▶ **TASK TO COMPLETE**
The answer must be the full listing, reproduced word for word.

▶ **INPUT DATA**

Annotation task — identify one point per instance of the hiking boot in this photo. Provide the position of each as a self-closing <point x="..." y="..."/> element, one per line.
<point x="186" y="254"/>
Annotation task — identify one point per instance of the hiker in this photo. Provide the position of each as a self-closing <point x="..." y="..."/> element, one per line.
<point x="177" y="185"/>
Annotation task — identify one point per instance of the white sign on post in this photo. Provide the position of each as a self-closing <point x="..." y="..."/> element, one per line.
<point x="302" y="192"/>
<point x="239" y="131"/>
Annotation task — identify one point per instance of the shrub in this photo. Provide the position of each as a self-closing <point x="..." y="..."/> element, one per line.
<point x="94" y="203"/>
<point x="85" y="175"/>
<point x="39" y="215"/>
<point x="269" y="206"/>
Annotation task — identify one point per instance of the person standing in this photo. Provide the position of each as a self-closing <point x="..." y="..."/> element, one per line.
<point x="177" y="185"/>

▶ **EXERCISE OUTPUT**
Annotation task — identify one point per instance of the hiking boot in this photo. Provide the position of each as a self-closing <point x="..." y="..."/> element, one per line.
<point x="186" y="254"/>
Annotation task — identify one point per instance of the hiker in this photo. Provide the position of each as a self-closing <point x="..." y="..."/> element, one per line.
<point x="177" y="185"/>
Annotation task — identify one point per instance of the white sign on post in this photo. Provide the position of each as a self-closing <point x="..." y="..."/> element, one per line.
<point x="302" y="192"/>
<point x="239" y="131"/>
Annotation task — identify one point per instance of the shrub in this photo. Provide the position of each as a self-closing <point x="..." y="..."/> element, one per line.
<point x="94" y="203"/>
<point x="85" y="175"/>
<point x="39" y="215"/>
<point x="269" y="206"/>
Annotation task — identify one point per instance of the person standing in this photo. Provide the position of each as a self-closing <point x="..." y="..."/> element, one per line.
<point x="177" y="185"/>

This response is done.